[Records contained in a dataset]
━━━
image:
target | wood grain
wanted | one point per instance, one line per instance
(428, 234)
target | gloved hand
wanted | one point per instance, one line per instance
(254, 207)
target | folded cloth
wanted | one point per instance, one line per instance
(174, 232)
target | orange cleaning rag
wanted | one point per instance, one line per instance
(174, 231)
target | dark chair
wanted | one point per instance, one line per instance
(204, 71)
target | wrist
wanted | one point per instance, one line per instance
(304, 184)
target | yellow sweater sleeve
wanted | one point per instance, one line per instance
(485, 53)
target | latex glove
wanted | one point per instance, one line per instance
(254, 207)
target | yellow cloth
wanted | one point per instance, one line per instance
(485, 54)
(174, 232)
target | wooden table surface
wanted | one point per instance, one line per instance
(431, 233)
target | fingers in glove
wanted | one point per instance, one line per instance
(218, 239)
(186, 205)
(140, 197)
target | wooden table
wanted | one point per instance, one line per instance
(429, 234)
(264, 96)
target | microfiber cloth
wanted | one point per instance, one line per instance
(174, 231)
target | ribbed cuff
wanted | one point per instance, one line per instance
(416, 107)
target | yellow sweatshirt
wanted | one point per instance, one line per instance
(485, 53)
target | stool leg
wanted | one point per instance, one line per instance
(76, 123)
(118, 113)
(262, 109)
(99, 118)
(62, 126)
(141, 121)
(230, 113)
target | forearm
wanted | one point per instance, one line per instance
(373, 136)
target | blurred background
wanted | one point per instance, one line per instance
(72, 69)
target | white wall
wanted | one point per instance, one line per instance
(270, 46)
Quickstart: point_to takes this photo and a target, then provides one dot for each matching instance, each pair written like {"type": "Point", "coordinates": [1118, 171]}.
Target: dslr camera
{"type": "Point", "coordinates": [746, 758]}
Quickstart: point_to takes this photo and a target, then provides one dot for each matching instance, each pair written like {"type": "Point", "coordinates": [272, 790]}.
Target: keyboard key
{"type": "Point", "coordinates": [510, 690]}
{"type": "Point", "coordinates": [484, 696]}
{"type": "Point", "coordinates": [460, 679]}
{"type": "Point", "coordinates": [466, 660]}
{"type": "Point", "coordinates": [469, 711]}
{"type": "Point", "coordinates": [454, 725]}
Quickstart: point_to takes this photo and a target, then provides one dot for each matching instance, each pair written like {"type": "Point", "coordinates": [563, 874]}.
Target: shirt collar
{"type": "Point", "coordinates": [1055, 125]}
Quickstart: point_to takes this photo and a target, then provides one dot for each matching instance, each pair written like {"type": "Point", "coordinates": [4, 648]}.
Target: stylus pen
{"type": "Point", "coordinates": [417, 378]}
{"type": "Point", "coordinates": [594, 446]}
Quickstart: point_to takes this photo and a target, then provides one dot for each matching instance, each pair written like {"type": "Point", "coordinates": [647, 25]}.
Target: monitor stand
━━━
▶ EXERCISE REQUIREMENTS
Reproduce the data. Match each line exactly.

▶ WRITTEN RESPONSE
image:
target | wood grain
wanted | one point per instance, one line per instance
(428, 234)
target | gloved hand
wanted | one point per instance, one line per instance
(254, 207)
target | folded cloth
wanted | one point per instance, one line per instance
(174, 232)
target | orange cleaning rag
wanted | one point per instance, one line per instance
(174, 231)
target | dark chair
wanted | one point per instance, one line per instance
(204, 71)
target | wrist
wanted | one point per instance, one line per instance
(304, 184)
target | yellow sweater sleeve
wanted | one point per instance, one line per instance
(485, 53)
target | latex glove
wanted | one point per instance, one line per instance
(254, 207)
target | yellow cloth
wanted | one point per instance, one line per instance
(485, 54)
(174, 232)
target | wooden table surface
wanted | one point per instance, one line per instance
(431, 233)
target | fingers in glove
wanted | one point per instance, one line per instance
(218, 239)
(186, 205)
(140, 197)
target | wooden table
wanted | one point per instance, one line per instance
(429, 234)
(264, 96)
target | microfiber cloth
wanted | one point per instance, one line per instance
(174, 231)
target | ribbed cuff
wanted | one point per instance, one line per instance
(416, 107)
target | yellow sweatshirt
wanted | one point per instance, one line per instance
(485, 53)
target | stool leg
wanted | one point per instance, one line per instance
(76, 123)
(118, 113)
(262, 109)
(99, 118)
(62, 126)
(141, 121)
(230, 113)
target | forearm
wanted | one point per instance, one line per instance
(373, 136)
target | blurred background
wanted | one point per instance, one line per instance
(72, 69)
target | white wall
wanted | one point per instance, one line per instance
(270, 46)
Quickstart: point_to takes this photo and a target, then provides one dot for each matching instance, each pair written like {"type": "Point", "coordinates": [1118, 171]}.
Target: dslr camera
{"type": "Point", "coordinates": [746, 758]}
Quickstart: point_to takes this photo and a target, then provides one dot for each matching instance, each pair written like {"type": "Point", "coordinates": [272, 790]}.
Target: keyboard key
{"type": "Point", "coordinates": [510, 690]}
{"type": "Point", "coordinates": [484, 696]}
{"type": "Point", "coordinates": [460, 679]}
{"type": "Point", "coordinates": [466, 660]}
{"type": "Point", "coordinates": [469, 711]}
{"type": "Point", "coordinates": [454, 725]}
Quickstart: point_to takes this photo and a target, then provides one dot for each matching instance, each pair written like {"type": "Point", "coordinates": [563, 874]}.
Target: shirt collar
{"type": "Point", "coordinates": [1055, 125]}
Quickstart: point_to takes this photo and a target, then provides one dot for each matching instance, each pair written like {"type": "Point", "coordinates": [4, 648]}.
Target: stylus pen
{"type": "Point", "coordinates": [417, 378]}
{"type": "Point", "coordinates": [594, 446]}
Quickstart: point_to takes this photo and a target, then provides one dot for each matching instance, each pair written like {"type": "Point", "coordinates": [647, 25]}.
Target: monitor stand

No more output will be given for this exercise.